* BEGIN PROVIDED MATERIAL *

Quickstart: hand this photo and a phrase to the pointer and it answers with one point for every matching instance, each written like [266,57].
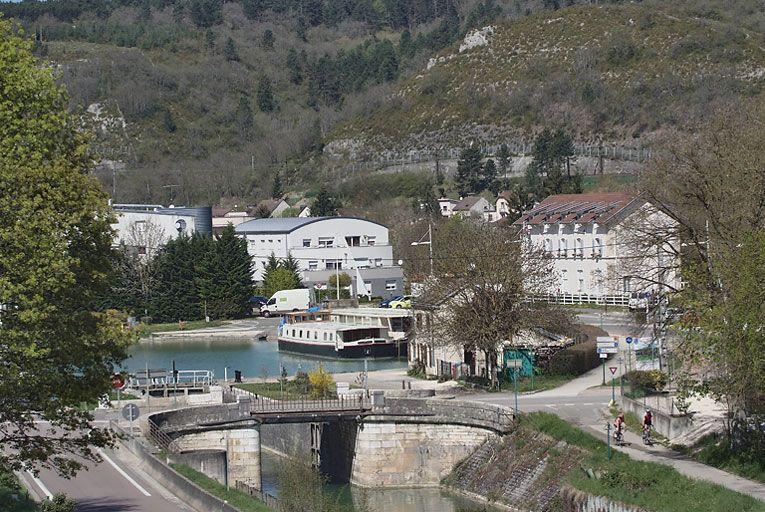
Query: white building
[323,245]
[145,228]
[594,243]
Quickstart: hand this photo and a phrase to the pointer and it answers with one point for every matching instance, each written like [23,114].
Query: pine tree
[488,174]
[277,191]
[469,171]
[225,277]
[294,67]
[229,50]
[503,161]
[267,41]
[266,101]
[324,205]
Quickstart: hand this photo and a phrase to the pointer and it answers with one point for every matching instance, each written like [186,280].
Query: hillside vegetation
[613,73]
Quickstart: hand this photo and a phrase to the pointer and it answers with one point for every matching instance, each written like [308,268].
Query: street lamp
[429,243]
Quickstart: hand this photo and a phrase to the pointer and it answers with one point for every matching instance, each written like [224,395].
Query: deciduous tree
[56,351]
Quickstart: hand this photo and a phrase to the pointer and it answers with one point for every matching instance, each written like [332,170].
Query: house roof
[274,225]
[467,203]
[600,207]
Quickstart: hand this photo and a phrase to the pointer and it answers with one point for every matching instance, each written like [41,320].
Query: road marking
[123,473]
[41,485]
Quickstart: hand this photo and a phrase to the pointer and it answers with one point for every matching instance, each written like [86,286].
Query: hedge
[575,360]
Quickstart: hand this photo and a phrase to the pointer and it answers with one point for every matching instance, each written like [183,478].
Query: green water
[381,500]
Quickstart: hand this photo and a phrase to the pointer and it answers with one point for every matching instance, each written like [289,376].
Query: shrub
[321,382]
[574,360]
[648,379]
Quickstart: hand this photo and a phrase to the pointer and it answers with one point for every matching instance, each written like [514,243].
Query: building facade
[145,228]
[594,242]
[325,246]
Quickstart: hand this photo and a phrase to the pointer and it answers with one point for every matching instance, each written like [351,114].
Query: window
[597,250]
[334,264]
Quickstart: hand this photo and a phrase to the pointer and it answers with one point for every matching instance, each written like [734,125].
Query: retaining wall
[183,488]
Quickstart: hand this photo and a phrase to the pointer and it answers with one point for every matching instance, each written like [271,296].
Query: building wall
[149,230]
[261,246]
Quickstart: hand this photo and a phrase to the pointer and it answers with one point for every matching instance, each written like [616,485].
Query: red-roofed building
[594,243]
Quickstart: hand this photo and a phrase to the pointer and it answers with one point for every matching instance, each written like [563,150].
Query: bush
[574,360]
[321,383]
[648,379]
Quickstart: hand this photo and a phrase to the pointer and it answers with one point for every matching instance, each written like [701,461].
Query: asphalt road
[115,485]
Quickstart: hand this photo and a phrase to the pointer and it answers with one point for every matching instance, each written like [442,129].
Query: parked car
[386,303]
[285,301]
[403,302]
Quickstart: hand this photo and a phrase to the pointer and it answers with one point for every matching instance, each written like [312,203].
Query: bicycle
[647,436]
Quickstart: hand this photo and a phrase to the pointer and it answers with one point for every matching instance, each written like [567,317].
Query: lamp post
[429,243]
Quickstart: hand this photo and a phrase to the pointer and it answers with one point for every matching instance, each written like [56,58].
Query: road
[117,484]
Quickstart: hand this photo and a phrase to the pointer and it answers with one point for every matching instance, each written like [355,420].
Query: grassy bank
[13,497]
[238,499]
[146,329]
[645,484]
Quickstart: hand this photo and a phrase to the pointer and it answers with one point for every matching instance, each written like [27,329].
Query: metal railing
[269,500]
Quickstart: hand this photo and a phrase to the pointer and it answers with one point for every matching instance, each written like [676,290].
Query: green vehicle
[404,302]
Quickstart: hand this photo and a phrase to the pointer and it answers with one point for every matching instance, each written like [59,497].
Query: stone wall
[208,462]
[242,447]
[392,454]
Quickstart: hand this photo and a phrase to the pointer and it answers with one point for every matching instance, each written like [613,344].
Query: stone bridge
[382,442]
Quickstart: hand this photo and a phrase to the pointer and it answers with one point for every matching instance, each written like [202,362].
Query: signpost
[515,364]
[131,412]
[606,345]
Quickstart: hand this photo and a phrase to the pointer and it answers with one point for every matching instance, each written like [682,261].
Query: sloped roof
[600,207]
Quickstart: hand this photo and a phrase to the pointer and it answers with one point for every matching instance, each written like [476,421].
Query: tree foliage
[55,255]
[483,278]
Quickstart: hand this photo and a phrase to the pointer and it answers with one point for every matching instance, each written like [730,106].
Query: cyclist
[647,424]
[619,427]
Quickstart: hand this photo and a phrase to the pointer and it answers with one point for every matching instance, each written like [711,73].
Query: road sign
[130,412]
[118,381]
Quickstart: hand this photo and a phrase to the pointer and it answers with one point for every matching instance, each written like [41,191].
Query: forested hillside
[198,100]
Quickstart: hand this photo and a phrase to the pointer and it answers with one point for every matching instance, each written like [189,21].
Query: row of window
[328,336]
[578,251]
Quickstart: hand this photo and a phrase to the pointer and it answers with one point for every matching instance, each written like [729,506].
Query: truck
[285,301]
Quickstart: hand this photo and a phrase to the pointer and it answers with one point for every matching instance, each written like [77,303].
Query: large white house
[145,228]
[595,243]
[323,245]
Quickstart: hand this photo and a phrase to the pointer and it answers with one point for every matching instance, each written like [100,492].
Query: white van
[285,301]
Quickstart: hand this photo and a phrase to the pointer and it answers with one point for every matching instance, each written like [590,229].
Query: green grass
[235,498]
[146,329]
[646,484]
[714,450]
[292,390]
[13,497]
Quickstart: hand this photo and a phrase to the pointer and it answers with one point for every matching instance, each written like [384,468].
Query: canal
[380,500]
[255,359]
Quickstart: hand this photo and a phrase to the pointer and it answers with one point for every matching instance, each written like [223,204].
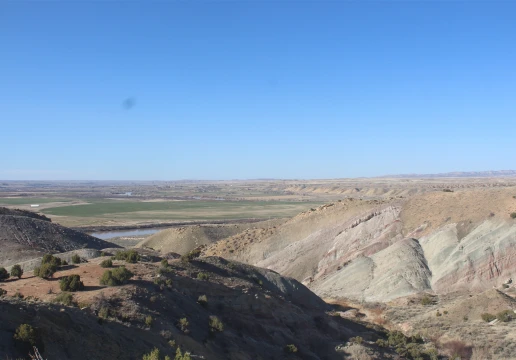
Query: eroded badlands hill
[381,250]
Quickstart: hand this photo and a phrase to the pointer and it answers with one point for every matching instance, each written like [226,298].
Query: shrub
[106,263]
[488,317]
[183,325]
[130,256]
[4,275]
[180,356]
[16,271]
[26,333]
[202,300]
[505,316]
[71,283]
[116,277]
[52,260]
[155,355]
[191,255]
[64,298]
[46,270]
[215,324]
[356,340]
[76,259]
[149,320]
[427,300]
[291,348]
[203,276]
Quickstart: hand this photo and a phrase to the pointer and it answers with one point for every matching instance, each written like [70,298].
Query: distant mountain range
[458,174]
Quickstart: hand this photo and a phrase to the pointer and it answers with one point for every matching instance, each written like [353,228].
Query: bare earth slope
[23,238]
[261,312]
[378,251]
[184,239]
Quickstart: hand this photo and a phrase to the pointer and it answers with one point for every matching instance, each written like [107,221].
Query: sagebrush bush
[76,259]
[45,271]
[203,300]
[52,260]
[71,283]
[64,298]
[203,276]
[183,325]
[191,255]
[115,277]
[291,349]
[130,256]
[26,333]
[505,316]
[4,275]
[427,300]
[106,263]
[488,317]
[149,320]
[16,271]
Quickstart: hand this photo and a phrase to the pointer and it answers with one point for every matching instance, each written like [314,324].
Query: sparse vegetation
[488,317]
[356,340]
[149,321]
[26,333]
[203,276]
[215,324]
[505,316]
[52,260]
[16,271]
[203,300]
[427,300]
[155,355]
[4,275]
[64,298]
[116,277]
[76,259]
[183,325]
[108,263]
[130,256]
[291,349]
[45,271]
[180,356]
[71,283]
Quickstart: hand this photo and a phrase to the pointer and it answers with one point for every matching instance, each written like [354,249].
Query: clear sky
[167,90]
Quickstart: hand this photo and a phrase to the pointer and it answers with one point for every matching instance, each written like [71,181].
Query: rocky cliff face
[438,242]
[23,238]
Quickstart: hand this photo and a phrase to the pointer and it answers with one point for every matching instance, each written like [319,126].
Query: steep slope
[181,240]
[260,311]
[23,238]
[377,251]
[19,212]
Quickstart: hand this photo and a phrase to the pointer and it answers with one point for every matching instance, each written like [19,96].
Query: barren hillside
[258,314]
[23,238]
[380,250]
[184,239]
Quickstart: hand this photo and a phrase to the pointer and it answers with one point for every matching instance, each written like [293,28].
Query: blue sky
[248,89]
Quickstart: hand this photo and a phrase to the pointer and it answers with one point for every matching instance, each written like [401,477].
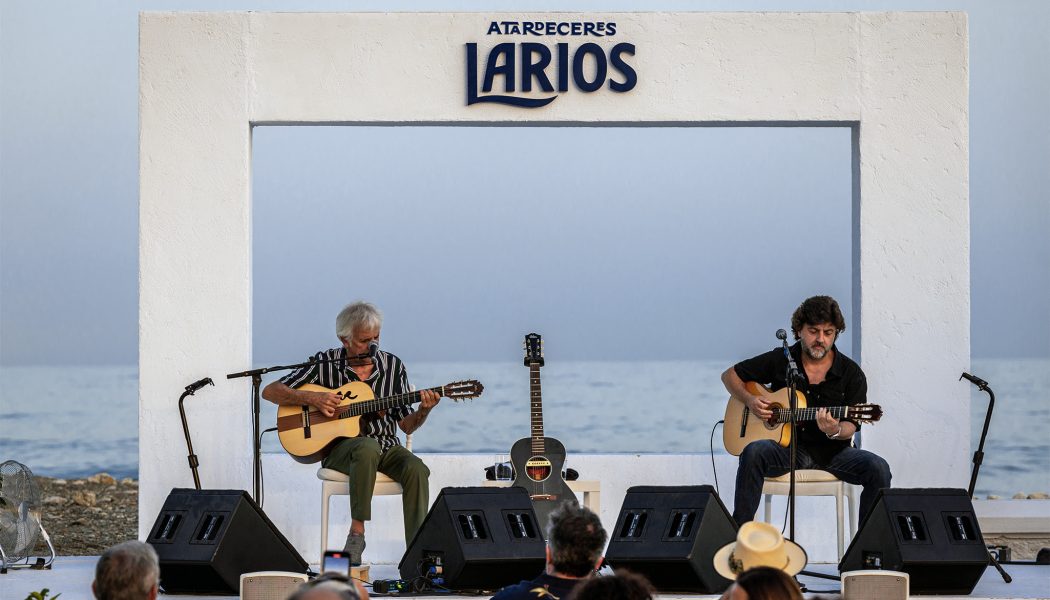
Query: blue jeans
[767,458]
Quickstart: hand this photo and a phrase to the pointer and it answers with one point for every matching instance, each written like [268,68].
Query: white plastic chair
[336,483]
[815,482]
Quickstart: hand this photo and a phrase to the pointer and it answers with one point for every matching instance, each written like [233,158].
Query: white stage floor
[71,577]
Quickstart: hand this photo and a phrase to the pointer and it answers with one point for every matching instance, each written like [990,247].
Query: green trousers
[361,457]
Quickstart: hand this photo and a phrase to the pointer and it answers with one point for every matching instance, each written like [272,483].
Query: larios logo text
[544,69]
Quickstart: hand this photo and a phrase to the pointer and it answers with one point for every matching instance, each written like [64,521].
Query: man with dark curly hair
[830,378]
[574,542]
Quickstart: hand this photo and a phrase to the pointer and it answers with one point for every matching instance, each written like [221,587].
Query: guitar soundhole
[774,419]
[538,468]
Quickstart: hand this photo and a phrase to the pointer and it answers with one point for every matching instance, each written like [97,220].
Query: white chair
[815,482]
[336,483]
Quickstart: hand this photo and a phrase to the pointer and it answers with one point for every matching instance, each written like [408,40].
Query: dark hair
[333,581]
[576,539]
[623,585]
[816,311]
[769,583]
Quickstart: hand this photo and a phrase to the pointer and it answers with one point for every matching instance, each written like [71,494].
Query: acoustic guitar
[538,460]
[742,427]
[308,434]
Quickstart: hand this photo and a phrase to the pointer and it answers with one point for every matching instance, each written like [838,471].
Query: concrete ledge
[1013,517]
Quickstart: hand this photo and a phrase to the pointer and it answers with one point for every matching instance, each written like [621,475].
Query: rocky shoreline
[84,517]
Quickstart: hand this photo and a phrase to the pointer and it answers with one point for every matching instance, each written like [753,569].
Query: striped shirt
[389,377]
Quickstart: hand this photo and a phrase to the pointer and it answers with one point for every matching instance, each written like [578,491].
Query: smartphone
[336,560]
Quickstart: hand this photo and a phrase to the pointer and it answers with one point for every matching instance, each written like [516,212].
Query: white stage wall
[899,79]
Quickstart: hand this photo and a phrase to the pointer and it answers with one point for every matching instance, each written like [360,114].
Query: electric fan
[20,518]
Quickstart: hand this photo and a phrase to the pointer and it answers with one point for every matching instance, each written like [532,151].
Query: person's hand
[827,423]
[324,401]
[760,407]
[428,399]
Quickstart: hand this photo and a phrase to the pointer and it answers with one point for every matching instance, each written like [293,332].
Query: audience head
[623,585]
[128,571]
[331,585]
[763,583]
[575,540]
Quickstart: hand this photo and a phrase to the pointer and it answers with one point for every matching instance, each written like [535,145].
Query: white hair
[355,316]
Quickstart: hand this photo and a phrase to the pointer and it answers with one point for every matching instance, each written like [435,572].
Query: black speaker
[478,538]
[932,535]
[207,538]
[670,535]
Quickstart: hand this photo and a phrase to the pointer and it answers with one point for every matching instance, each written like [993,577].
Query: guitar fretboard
[809,413]
[536,408]
[377,405]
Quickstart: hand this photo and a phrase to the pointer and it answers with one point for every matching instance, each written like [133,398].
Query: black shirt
[844,385]
[543,587]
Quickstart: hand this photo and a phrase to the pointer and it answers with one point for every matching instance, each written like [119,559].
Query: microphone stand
[186,428]
[793,376]
[256,375]
[979,456]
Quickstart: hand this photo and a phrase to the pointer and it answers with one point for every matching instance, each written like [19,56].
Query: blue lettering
[534,69]
[563,66]
[578,67]
[615,57]
[506,50]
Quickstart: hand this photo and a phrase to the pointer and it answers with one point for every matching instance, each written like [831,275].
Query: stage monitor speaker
[206,539]
[270,584]
[875,585]
[932,535]
[670,535]
[482,538]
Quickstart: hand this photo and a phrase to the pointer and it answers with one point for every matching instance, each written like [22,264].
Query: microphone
[792,367]
[197,385]
[973,379]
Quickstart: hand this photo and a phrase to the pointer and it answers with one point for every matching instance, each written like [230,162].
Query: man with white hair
[128,571]
[377,448]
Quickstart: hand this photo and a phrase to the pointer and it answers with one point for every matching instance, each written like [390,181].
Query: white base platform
[71,577]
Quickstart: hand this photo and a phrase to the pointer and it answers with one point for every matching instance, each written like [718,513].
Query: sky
[607,262]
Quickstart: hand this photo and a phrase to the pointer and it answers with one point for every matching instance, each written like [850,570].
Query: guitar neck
[536,408]
[377,405]
[810,413]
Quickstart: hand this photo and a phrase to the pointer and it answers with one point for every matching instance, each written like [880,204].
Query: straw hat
[759,544]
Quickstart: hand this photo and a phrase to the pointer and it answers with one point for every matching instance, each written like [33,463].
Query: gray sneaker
[354,547]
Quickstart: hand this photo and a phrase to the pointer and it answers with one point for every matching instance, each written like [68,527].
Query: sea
[80,420]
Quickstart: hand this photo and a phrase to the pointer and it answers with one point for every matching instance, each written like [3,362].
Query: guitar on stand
[538,460]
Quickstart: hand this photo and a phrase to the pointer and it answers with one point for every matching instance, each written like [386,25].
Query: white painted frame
[899,79]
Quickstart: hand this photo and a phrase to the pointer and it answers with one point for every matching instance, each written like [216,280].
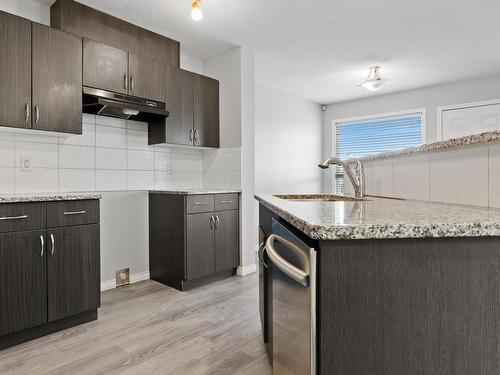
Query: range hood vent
[107,103]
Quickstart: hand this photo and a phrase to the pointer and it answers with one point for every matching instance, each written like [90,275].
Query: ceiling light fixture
[374,82]
[196,13]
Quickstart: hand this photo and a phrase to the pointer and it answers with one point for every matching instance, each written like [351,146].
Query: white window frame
[440,110]
[422,111]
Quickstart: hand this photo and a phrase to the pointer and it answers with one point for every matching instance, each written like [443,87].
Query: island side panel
[409,306]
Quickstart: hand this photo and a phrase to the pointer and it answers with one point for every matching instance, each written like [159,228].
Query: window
[369,136]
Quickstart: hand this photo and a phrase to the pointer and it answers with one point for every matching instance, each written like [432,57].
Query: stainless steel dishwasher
[294,302]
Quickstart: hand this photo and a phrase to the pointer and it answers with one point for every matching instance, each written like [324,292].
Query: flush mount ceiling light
[196,13]
[374,82]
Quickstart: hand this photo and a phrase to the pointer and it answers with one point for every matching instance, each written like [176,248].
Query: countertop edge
[450,144]
[384,231]
[48,197]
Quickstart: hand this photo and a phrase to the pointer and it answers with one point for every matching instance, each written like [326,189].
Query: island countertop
[384,218]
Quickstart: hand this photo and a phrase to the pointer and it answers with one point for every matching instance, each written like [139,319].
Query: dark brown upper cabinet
[206,112]
[40,76]
[193,103]
[105,67]
[180,100]
[146,77]
[56,80]
[15,71]
[78,19]
[109,68]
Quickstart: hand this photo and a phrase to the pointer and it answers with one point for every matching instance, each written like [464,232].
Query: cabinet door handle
[43,245]
[53,242]
[26,112]
[74,213]
[37,114]
[14,217]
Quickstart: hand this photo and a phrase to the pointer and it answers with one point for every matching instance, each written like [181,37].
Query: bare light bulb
[196,13]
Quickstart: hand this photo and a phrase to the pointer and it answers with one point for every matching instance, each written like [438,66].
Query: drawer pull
[74,213]
[14,217]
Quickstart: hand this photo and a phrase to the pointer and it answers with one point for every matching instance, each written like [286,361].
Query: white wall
[29,9]
[429,98]
[227,69]
[289,140]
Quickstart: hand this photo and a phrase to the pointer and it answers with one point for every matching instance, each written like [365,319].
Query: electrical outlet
[169,168]
[26,162]
[123,277]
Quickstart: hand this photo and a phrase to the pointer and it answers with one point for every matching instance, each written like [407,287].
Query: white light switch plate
[26,162]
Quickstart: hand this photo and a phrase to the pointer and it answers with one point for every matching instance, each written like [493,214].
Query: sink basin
[318,197]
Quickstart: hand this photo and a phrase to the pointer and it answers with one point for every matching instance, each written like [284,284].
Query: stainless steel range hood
[107,103]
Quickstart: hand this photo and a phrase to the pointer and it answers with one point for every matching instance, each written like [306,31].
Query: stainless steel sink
[318,197]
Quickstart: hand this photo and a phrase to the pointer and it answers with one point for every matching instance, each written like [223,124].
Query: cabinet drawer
[199,203]
[16,217]
[226,202]
[67,213]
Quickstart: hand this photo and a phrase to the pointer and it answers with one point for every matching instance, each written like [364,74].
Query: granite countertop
[379,218]
[450,144]
[48,197]
[196,191]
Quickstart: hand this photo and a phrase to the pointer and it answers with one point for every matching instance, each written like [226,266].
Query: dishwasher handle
[295,273]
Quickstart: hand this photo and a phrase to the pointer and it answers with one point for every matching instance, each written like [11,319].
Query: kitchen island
[400,286]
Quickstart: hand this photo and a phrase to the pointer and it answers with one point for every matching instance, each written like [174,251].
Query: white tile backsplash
[111,154]
[411,177]
[76,157]
[107,136]
[44,155]
[109,180]
[460,176]
[111,158]
[37,180]
[7,179]
[75,180]
[140,160]
[7,153]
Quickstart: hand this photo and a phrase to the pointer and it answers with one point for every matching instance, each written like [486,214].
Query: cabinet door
[200,257]
[105,67]
[15,71]
[180,102]
[146,77]
[73,270]
[206,112]
[23,293]
[226,240]
[56,80]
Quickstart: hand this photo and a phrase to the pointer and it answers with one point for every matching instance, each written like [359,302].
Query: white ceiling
[321,49]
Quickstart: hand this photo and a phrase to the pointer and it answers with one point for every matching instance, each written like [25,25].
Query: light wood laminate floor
[148,329]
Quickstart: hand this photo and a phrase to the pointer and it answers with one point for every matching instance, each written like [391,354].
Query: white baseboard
[134,278]
[247,270]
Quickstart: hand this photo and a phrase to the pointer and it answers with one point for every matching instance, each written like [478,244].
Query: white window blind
[366,137]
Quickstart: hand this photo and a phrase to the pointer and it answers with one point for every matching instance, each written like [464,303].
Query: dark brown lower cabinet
[226,239]
[191,239]
[200,257]
[73,270]
[49,278]
[23,289]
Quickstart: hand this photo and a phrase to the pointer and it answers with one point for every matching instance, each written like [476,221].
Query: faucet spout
[355,177]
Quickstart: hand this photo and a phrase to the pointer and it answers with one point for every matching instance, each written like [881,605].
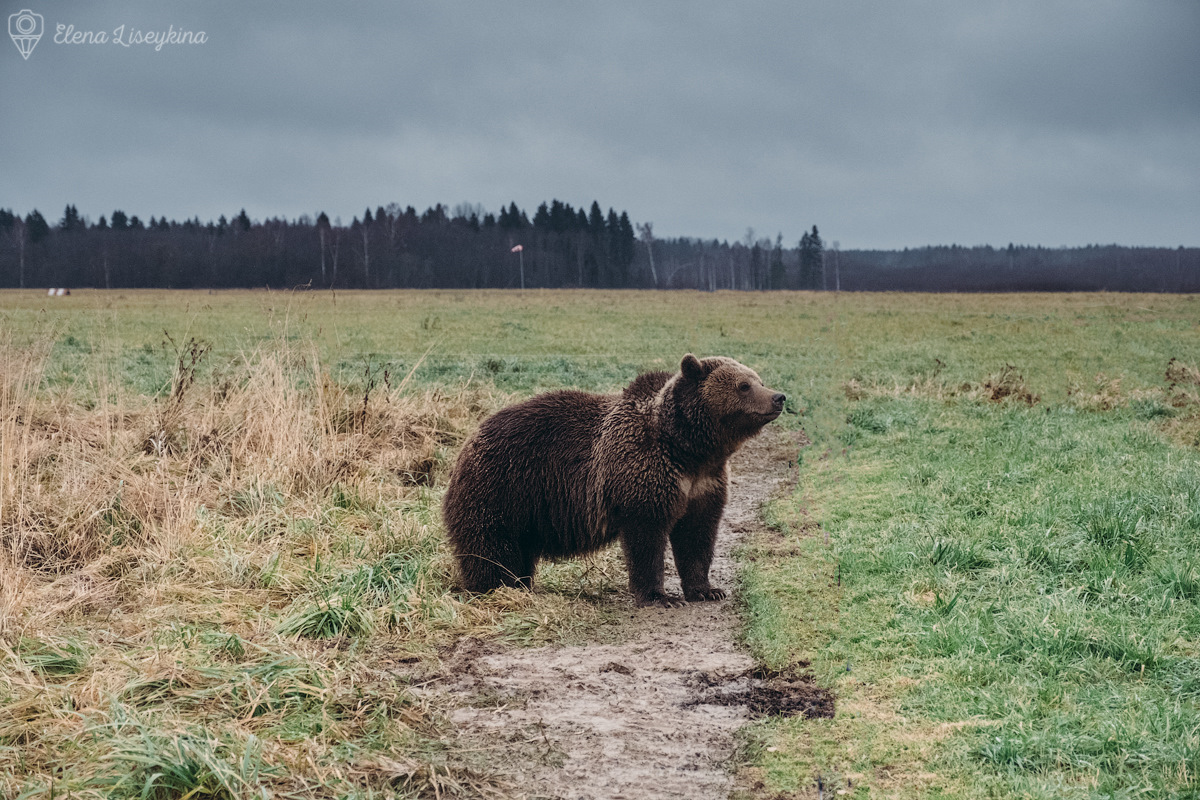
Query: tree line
[558,246]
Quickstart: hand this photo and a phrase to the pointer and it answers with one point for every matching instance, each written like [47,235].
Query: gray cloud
[886,124]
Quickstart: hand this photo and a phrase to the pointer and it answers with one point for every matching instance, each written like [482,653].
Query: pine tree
[811,259]
[541,217]
[39,228]
[778,277]
[70,220]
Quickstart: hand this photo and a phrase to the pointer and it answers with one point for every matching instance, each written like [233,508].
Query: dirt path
[651,717]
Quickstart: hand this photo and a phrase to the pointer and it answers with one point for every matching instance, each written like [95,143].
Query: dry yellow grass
[228,576]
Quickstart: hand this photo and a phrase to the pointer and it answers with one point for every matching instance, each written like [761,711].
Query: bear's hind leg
[504,565]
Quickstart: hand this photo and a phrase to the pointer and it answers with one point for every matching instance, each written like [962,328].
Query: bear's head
[733,395]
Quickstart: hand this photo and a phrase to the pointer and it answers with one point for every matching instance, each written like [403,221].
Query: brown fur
[568,473]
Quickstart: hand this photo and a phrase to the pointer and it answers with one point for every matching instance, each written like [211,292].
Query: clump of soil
[767,693]
[1008,384]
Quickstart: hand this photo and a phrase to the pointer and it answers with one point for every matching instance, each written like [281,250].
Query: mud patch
[652,716]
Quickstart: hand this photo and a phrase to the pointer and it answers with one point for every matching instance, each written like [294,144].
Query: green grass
[1017,601]
[1003,595]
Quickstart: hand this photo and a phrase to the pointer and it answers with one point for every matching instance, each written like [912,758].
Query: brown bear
[567,473]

* END PROVIDED MATERIAL *

WRITTEN REQUEST ->
Write the lines out exactly, from the one with "written like [281,250]." down to the last line of the listing, and leave out all others.

TASK SOLUTION ->
Quickstart: hand this photo and a phrase to the pointer and it answers with one point for every matching instance, each written like [281,250].
Query: mud patch
[652,716]
Quickstart: hand this photo and a phrase to the pointer and it answers with one point for every matching instance, each written like [294,144].
Query: green grass
[1017,601]
[1003,595]
Quickstart: hand this photo and a phrase to the pointer and it answers with one point for every matching instance, each written like [912,758].
Query: brown bear
[567,473]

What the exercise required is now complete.